Records in a dataset:
start
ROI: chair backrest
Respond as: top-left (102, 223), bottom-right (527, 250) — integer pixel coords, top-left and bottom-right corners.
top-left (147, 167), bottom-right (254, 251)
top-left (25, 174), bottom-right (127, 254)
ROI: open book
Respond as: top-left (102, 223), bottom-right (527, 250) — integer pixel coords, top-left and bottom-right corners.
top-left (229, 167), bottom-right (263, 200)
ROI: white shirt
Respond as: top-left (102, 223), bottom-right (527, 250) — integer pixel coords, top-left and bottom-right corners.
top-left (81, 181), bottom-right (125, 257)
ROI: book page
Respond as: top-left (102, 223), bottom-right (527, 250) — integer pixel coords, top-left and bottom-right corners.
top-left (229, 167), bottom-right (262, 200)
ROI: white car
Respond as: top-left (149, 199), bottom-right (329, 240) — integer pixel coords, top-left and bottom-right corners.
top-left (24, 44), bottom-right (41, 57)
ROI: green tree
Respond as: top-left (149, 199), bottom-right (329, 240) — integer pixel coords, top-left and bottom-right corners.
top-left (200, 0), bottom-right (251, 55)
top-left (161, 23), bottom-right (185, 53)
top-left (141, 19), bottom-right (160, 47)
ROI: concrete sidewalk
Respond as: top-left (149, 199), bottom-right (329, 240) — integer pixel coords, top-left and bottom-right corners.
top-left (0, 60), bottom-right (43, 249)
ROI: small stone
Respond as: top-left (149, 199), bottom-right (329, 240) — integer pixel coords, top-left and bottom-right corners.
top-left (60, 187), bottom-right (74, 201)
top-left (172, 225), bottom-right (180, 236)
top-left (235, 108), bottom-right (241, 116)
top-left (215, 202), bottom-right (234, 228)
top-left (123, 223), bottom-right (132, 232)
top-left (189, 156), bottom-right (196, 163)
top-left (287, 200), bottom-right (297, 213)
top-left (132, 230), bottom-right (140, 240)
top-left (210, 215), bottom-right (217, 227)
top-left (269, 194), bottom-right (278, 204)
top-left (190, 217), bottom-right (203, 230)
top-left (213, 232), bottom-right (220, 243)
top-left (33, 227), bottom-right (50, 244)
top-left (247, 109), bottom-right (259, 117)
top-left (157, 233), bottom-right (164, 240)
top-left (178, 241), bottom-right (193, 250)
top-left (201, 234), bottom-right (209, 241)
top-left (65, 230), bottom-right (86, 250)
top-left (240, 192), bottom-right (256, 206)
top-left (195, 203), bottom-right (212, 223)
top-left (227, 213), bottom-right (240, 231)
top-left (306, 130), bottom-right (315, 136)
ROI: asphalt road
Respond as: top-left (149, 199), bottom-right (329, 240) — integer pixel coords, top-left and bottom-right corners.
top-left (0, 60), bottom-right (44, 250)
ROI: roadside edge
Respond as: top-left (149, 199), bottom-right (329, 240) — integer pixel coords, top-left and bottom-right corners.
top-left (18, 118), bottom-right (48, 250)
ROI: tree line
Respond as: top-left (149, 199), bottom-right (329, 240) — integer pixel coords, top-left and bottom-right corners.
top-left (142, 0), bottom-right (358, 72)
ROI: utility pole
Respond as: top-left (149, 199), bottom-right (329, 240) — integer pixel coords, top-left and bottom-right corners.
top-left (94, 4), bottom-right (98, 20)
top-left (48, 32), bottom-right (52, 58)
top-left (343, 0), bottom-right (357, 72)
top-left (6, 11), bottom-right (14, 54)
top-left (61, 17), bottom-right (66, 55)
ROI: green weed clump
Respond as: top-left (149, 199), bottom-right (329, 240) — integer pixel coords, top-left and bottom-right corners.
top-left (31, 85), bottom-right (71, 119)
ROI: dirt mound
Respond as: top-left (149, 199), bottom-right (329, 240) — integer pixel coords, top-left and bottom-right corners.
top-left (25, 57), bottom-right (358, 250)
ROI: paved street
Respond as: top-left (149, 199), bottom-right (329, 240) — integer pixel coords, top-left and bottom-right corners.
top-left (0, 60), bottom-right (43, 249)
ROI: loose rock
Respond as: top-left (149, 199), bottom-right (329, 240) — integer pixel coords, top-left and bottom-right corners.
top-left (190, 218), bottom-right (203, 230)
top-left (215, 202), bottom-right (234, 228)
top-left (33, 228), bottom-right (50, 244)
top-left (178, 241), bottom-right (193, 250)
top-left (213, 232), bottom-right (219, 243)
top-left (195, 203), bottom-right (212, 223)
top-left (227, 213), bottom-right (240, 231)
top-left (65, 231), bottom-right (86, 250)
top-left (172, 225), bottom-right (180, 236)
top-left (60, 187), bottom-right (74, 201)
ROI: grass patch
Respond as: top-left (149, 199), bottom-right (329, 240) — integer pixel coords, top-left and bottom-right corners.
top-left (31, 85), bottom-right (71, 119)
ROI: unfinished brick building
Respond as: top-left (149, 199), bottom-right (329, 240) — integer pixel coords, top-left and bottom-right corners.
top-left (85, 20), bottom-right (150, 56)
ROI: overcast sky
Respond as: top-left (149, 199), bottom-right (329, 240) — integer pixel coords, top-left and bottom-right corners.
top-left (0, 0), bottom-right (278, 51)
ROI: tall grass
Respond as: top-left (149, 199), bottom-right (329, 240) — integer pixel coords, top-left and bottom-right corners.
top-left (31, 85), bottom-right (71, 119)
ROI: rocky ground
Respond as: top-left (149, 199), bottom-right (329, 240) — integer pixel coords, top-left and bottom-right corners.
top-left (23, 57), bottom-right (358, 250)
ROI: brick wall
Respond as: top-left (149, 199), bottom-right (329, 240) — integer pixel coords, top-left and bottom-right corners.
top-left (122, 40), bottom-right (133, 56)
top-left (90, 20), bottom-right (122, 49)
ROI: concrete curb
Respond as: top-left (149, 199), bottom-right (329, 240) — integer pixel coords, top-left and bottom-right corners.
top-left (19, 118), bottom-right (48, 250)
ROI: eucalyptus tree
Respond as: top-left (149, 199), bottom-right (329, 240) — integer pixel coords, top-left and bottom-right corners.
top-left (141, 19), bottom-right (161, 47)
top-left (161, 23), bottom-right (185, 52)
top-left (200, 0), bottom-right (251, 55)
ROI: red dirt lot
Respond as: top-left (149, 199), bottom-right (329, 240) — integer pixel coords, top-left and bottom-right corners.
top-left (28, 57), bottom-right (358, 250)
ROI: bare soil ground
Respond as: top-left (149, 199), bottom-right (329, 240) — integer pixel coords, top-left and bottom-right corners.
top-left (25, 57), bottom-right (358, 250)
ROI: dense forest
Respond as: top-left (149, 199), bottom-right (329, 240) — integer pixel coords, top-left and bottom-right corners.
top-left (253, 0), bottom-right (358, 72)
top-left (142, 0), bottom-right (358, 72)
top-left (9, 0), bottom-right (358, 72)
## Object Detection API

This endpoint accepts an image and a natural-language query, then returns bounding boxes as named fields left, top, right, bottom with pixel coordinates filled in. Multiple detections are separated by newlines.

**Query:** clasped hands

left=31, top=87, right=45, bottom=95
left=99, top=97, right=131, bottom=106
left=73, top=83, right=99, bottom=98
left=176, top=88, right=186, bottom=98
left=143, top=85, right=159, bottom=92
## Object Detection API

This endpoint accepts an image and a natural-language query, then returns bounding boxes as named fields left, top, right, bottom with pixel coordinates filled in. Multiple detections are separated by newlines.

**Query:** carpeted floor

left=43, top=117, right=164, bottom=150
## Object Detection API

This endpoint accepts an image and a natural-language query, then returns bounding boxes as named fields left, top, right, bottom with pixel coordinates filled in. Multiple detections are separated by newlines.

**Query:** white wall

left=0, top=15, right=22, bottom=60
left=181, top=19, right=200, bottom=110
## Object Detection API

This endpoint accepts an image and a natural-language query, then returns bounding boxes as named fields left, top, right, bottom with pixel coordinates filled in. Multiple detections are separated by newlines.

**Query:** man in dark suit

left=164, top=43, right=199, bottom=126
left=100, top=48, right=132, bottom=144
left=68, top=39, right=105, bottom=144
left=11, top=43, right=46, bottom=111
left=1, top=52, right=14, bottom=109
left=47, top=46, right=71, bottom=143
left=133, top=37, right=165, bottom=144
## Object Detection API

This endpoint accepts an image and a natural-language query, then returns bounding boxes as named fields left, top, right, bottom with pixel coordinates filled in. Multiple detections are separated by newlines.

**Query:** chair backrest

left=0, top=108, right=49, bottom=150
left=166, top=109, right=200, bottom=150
end
> **WHAT YOU NEED TO DO**: Which lines in the records above contain the word "brick"? Extract each of them, and treat uppercase and lowercase as different.

> **FULL OUTPUT**:
ROI: unfinished brick building
ROI: brick wall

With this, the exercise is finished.